» **BRIEF**: In the lines below, begin at the line that contains "the calculator, imagine" and stop after the line that contains "(1225, 239)". Reproduce only those lines, with their labeling instructions, and scale every coordinate in the answers by 2.4, rounding each to a whole number with halves rounded up.

» **Dataset lines on where objects appear**:
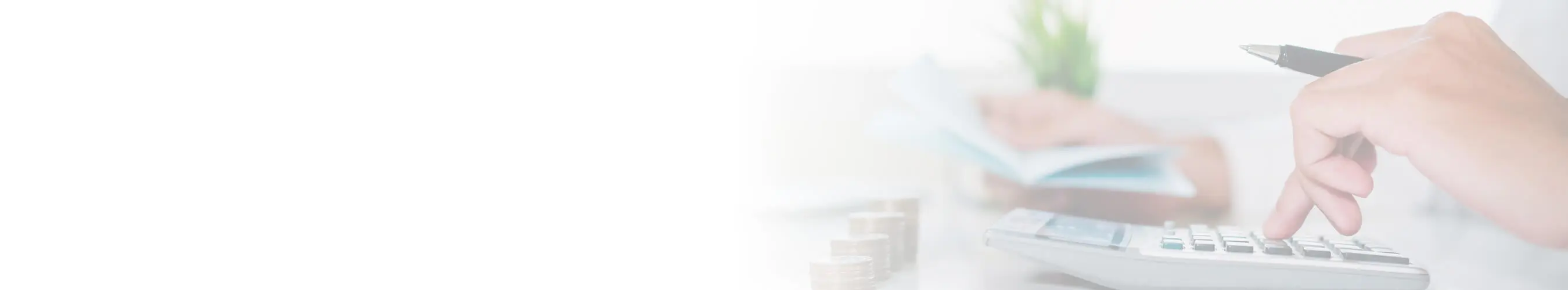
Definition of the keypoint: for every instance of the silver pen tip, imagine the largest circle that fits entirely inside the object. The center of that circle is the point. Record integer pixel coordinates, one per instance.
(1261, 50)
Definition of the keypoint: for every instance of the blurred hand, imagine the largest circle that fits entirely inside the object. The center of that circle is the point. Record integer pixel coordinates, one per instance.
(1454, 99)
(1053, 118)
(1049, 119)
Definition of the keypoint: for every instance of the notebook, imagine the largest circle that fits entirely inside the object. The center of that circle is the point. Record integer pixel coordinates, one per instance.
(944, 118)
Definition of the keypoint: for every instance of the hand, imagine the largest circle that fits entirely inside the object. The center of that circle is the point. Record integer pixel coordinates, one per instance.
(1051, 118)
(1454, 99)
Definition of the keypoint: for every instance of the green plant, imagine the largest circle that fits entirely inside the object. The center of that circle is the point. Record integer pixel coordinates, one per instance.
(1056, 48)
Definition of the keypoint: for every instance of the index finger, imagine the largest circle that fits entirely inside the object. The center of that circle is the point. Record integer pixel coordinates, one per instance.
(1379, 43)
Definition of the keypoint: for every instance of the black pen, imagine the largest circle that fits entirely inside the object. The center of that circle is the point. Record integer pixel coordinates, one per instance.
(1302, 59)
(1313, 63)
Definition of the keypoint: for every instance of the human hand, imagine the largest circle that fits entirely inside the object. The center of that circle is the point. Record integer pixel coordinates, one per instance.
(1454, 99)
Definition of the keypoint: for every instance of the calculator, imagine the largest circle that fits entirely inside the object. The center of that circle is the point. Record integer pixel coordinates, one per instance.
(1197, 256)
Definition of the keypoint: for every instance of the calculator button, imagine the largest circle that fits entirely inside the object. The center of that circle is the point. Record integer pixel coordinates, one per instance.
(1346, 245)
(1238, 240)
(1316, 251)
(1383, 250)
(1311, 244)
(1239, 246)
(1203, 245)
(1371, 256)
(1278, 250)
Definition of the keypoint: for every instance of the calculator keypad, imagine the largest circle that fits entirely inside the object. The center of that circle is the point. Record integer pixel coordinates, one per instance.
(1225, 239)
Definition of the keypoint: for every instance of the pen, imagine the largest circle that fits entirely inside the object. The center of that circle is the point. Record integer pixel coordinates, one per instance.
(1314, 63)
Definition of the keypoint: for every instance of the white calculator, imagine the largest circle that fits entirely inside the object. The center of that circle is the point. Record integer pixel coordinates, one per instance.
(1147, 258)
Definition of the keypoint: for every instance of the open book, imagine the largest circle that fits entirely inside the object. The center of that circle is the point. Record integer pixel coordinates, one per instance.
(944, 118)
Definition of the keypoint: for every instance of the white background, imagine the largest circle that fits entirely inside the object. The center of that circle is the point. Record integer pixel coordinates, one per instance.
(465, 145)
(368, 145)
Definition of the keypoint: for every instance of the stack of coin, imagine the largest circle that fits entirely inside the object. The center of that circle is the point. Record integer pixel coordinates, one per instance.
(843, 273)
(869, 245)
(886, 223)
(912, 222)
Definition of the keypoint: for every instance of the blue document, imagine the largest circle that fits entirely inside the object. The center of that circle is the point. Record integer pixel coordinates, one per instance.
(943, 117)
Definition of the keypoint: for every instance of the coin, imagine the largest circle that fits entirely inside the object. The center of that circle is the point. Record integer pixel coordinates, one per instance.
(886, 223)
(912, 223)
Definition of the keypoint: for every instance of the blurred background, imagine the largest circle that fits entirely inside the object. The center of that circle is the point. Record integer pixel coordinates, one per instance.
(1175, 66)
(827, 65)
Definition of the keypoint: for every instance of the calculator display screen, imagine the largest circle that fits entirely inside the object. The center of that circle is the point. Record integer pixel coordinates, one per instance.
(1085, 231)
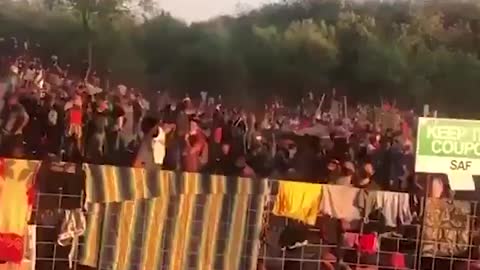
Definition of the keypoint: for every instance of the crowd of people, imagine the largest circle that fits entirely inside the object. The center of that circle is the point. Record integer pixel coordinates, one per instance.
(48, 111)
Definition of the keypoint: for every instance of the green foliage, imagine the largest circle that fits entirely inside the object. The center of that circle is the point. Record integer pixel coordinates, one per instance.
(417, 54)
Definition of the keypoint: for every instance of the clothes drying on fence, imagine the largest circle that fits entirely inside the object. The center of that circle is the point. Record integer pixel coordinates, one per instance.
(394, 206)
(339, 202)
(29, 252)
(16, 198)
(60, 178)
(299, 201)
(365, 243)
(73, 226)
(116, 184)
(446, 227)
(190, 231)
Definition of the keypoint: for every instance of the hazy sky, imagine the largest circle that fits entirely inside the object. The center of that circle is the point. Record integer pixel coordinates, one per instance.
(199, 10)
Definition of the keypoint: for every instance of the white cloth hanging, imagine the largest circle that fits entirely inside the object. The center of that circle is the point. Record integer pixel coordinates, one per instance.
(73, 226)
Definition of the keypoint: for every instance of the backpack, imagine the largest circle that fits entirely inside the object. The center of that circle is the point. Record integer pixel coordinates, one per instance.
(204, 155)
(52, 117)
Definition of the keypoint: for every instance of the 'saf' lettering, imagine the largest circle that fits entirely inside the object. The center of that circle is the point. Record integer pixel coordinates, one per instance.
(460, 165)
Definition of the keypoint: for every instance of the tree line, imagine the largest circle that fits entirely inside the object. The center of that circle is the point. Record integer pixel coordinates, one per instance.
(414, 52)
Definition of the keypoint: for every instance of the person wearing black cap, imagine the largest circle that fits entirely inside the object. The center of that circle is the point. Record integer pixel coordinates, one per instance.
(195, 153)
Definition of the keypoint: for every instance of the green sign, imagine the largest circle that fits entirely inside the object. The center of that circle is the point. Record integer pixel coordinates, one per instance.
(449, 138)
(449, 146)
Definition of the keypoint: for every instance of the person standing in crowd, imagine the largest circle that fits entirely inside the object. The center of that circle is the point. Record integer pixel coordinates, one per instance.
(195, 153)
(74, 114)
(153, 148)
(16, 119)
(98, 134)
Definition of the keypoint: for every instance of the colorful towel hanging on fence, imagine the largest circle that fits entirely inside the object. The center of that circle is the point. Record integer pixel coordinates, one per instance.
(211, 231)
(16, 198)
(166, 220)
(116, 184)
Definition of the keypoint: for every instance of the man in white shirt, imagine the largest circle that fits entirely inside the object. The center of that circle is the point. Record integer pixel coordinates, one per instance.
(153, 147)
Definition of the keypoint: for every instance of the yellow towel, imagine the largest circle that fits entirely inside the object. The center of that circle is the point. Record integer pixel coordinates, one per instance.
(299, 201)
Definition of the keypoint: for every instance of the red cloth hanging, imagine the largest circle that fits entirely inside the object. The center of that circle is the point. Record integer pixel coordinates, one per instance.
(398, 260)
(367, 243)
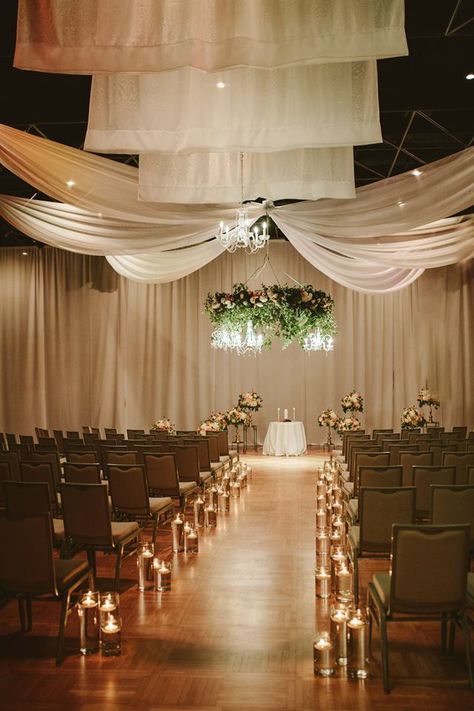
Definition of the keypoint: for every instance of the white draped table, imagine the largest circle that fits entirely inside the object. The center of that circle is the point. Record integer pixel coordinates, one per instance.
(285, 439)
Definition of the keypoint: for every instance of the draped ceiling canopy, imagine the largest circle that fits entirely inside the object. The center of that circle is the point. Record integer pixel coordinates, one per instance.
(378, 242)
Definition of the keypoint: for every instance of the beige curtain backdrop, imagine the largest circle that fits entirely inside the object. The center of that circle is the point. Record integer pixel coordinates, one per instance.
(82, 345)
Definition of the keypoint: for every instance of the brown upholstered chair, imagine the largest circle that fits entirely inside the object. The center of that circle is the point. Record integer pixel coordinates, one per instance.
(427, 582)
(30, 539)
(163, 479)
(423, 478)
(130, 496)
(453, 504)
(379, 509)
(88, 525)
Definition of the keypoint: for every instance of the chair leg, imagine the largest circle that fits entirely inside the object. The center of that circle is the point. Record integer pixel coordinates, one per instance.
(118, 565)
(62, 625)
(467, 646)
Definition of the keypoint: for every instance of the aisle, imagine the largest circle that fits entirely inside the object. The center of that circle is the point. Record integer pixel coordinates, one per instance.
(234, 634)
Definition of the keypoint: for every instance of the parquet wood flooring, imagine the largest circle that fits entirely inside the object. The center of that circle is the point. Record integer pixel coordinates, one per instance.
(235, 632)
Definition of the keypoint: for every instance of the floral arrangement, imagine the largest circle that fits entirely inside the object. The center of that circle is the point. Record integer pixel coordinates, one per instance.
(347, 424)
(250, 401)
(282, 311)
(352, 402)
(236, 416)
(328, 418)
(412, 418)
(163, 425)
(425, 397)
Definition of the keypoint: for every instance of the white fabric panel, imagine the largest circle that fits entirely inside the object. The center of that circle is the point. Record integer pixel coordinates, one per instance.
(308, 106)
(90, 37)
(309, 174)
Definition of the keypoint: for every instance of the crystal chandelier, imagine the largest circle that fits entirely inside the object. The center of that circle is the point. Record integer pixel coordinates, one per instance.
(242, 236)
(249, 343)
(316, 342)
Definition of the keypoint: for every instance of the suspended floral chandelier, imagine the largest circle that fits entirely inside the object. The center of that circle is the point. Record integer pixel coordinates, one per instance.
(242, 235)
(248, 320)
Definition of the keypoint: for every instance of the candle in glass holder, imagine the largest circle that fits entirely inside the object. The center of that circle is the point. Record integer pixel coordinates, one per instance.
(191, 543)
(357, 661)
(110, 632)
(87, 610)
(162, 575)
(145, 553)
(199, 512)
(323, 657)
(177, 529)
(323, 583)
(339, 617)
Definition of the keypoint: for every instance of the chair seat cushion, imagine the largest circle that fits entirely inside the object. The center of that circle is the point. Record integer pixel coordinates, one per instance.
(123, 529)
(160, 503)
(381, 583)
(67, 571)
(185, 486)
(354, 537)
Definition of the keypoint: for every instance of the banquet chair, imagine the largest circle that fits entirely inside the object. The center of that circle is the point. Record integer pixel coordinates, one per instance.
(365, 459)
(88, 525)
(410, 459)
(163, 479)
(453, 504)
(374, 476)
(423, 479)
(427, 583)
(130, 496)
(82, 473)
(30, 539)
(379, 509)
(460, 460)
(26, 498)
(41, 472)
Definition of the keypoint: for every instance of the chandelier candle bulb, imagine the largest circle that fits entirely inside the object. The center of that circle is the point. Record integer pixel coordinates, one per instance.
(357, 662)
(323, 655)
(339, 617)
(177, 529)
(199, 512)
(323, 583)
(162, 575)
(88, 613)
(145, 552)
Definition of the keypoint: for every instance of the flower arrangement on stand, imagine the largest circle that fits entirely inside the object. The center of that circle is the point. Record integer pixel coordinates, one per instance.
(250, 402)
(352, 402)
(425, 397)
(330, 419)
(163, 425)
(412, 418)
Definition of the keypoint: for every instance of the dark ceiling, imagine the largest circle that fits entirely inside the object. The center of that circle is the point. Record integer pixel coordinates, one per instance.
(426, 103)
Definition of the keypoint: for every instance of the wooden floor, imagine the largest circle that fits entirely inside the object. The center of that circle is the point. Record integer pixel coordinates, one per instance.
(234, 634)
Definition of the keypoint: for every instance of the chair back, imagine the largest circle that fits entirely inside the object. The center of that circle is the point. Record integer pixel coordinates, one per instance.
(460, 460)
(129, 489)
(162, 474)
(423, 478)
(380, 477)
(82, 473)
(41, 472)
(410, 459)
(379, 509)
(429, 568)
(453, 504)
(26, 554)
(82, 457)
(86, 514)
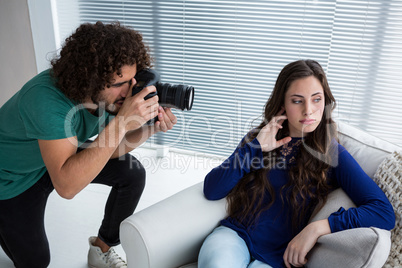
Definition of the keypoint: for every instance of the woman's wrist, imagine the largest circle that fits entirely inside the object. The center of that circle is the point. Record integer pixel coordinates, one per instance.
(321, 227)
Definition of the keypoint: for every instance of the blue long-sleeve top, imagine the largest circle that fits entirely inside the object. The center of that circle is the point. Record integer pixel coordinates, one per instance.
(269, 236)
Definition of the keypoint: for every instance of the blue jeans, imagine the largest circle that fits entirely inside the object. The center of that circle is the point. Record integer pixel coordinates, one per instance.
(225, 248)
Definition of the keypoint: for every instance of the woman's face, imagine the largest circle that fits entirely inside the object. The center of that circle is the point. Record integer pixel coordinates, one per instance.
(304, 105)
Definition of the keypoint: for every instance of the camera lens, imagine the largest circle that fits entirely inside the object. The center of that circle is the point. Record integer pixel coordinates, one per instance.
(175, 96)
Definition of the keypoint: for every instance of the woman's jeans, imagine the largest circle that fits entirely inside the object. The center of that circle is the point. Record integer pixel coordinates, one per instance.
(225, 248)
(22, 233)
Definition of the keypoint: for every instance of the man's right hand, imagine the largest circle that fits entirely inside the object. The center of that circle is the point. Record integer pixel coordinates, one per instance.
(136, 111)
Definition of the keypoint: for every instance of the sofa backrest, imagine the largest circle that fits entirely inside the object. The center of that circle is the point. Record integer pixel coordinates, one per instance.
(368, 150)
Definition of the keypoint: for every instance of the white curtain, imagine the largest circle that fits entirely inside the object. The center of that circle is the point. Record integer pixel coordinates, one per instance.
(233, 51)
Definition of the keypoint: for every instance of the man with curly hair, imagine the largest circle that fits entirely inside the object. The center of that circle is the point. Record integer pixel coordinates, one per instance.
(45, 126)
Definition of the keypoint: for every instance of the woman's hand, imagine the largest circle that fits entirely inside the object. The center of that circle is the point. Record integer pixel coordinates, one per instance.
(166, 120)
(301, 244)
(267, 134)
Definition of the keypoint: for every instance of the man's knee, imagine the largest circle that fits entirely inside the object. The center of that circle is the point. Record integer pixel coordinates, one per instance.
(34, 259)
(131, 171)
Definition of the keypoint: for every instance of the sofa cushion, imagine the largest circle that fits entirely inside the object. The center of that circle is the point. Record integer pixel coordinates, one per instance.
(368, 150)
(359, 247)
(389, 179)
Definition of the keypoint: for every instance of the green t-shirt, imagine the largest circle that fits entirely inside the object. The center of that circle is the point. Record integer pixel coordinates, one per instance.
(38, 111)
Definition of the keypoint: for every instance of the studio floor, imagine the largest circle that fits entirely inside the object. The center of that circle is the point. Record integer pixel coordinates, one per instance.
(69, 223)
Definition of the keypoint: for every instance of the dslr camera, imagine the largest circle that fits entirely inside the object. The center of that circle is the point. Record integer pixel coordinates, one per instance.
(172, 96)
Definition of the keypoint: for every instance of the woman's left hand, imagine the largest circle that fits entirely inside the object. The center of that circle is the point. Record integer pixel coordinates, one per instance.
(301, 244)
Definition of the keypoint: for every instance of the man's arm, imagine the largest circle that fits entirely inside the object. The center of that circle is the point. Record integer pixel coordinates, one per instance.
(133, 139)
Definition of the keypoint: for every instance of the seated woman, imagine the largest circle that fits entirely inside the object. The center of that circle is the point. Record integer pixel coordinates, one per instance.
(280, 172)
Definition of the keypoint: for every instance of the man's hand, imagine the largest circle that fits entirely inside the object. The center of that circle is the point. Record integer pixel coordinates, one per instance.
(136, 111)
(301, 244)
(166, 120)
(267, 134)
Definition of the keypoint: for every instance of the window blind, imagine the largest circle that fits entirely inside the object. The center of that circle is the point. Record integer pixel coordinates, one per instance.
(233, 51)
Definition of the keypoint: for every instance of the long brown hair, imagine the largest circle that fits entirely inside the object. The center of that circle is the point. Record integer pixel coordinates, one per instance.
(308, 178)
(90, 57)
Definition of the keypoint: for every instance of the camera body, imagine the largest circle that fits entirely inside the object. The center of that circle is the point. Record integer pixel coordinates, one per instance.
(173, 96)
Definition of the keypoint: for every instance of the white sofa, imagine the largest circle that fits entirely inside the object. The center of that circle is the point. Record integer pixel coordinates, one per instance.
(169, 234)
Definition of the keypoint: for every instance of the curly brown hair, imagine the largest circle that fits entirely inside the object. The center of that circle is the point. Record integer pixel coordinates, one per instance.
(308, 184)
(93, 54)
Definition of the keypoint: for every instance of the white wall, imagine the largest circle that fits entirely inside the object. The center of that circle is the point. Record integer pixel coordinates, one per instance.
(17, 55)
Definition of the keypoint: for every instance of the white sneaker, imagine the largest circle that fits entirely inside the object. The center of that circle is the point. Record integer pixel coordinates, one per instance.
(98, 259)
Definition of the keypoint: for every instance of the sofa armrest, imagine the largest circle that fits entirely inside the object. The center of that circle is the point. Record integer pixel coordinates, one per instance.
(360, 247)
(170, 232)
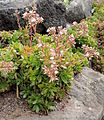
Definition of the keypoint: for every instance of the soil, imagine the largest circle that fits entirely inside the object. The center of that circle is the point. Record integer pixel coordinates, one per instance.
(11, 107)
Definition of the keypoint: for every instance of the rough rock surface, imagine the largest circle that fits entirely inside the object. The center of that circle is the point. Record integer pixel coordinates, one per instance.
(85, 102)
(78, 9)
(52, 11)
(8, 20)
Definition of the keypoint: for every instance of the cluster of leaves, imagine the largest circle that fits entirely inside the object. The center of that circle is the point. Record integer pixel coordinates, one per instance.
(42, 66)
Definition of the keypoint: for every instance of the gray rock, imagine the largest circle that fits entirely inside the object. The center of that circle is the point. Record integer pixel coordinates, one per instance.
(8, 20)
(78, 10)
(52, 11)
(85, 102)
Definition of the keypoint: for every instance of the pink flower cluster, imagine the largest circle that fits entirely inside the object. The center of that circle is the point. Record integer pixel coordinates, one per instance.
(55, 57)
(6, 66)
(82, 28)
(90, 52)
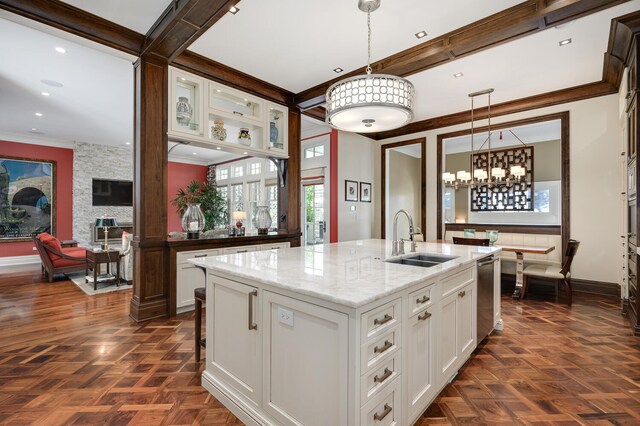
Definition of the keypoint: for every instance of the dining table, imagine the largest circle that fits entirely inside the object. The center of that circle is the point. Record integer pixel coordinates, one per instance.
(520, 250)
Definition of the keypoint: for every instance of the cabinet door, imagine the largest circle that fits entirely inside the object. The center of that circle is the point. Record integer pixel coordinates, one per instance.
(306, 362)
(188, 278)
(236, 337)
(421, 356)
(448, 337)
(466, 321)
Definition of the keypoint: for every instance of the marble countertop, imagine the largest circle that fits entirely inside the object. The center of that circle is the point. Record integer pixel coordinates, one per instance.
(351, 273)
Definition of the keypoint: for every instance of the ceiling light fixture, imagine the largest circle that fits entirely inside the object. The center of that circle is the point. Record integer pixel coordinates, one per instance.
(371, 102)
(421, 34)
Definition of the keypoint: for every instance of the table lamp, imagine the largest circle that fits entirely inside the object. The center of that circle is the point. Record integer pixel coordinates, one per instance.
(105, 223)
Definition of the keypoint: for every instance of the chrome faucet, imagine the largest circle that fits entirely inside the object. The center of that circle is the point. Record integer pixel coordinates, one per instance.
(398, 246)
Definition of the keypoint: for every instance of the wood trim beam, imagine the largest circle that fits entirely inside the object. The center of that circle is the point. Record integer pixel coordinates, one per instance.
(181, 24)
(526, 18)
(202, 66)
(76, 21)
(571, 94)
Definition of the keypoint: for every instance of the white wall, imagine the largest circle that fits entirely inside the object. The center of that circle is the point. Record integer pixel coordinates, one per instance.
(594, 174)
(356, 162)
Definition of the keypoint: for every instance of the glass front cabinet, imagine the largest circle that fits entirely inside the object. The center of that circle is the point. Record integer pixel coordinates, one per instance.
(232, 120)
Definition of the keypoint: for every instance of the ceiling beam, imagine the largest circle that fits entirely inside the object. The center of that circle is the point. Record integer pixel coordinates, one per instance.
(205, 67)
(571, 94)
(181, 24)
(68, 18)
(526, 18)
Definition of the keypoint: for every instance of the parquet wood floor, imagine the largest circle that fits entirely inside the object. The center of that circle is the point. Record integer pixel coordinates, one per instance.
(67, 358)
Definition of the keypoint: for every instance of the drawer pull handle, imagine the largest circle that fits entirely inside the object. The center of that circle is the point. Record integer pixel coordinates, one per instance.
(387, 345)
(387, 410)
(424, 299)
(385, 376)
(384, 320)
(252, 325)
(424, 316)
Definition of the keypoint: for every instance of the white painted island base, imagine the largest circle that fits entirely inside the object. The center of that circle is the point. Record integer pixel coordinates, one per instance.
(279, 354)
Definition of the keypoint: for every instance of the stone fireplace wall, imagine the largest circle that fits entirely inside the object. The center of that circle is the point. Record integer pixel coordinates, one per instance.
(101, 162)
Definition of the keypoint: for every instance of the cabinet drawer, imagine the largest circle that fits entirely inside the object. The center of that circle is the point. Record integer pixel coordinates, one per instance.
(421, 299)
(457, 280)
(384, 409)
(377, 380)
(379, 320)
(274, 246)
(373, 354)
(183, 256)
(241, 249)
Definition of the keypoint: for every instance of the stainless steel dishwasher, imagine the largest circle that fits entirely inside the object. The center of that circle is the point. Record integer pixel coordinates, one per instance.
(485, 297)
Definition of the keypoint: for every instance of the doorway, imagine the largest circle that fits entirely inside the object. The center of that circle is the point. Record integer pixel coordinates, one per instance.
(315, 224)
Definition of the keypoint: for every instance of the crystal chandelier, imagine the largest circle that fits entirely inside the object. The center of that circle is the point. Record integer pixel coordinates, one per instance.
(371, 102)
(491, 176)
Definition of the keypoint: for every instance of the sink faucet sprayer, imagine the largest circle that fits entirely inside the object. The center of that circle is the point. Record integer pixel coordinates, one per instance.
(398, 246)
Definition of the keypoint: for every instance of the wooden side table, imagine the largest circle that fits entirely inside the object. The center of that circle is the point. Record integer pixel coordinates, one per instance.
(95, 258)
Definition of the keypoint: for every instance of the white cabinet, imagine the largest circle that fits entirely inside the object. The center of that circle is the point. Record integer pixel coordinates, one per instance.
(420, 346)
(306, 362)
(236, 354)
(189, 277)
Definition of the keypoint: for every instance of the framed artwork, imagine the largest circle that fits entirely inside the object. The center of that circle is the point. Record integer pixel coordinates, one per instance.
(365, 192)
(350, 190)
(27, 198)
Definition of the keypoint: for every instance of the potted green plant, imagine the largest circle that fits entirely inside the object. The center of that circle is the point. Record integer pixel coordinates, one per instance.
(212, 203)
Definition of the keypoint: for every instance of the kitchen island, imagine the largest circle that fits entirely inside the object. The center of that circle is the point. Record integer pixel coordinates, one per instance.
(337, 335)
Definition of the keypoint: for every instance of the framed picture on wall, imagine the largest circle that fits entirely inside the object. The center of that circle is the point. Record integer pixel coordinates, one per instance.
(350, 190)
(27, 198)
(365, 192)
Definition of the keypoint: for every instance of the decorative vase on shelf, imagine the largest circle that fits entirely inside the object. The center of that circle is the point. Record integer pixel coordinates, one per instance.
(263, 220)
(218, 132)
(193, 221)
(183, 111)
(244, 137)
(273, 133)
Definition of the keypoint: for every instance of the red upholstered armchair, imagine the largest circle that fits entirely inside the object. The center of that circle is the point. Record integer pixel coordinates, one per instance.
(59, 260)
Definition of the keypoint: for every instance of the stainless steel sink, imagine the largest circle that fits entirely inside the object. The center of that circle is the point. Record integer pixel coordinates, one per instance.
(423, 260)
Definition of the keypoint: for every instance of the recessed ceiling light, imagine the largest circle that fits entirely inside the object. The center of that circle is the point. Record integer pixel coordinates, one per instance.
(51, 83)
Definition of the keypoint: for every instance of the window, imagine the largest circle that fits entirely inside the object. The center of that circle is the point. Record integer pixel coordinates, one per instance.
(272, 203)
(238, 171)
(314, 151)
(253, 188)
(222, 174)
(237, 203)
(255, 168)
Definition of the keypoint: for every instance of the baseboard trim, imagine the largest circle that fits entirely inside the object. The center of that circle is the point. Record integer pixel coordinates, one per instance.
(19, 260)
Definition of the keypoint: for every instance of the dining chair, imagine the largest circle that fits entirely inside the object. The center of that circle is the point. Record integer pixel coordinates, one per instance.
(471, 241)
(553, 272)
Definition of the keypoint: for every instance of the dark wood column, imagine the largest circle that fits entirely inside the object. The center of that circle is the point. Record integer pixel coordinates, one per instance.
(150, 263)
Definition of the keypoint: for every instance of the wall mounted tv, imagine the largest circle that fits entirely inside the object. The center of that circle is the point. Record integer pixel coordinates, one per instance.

» **EXPECTED OUTPUT**:
Definition of the keypoint: for every instance of the calculator, imagine the largest circle that fits entirely inside the object. The center of that circle is the point. Record integer pixel coordinates, one per instance.
(2873, 614)
Definition of the keypoint: for every instance of the calculator button, imagine the largest circle that fits entirely inside the object. The center of that circle is the point. Record integer pixel coordinates, one per instance.
(3230, 588)
(2971, 576)
(3158, 602)
(3319, 600)
(3146, 586)
(2974, 590)
(2887, 588)
(3290, 614)
(3067, 600)
Definition of the keypoint: for every instance of the calculator keypad, imagine the largest circle that fits entirely inside the object. The center of that circle is the point. Record integer pixel coordinates, one per instance.
(2940, 574)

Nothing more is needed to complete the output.